— START —

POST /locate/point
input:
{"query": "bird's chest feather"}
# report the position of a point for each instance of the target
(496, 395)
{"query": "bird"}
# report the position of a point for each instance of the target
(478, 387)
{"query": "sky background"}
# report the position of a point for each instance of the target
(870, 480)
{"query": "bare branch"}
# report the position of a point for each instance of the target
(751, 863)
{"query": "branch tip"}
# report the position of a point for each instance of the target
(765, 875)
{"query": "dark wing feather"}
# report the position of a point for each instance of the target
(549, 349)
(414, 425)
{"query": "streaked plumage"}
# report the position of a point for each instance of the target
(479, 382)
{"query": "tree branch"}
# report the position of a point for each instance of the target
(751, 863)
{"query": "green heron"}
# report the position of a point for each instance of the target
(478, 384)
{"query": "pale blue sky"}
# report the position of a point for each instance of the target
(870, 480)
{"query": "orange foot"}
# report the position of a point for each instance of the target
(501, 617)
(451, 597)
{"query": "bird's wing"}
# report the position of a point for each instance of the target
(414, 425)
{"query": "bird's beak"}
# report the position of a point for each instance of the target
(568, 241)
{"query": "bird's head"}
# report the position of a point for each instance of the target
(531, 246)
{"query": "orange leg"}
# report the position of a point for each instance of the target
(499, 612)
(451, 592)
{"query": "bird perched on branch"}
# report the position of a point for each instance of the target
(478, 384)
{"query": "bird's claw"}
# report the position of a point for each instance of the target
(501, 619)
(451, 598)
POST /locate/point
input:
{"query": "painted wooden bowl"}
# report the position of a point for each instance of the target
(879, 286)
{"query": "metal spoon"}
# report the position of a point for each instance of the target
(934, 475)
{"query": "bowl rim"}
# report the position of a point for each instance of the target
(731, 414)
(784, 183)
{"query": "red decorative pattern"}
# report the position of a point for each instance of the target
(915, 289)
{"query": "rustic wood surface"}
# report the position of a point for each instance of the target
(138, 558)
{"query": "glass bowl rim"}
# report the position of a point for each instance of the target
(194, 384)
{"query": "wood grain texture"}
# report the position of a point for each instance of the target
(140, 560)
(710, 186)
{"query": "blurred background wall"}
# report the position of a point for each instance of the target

— END —

**Task goal**
Find every line in the listing above that contains the word "wing", with matching case, and copy each one in full.

**Exercise output**
{"query": "dark wing feather"}
{"query": "bird's wing"}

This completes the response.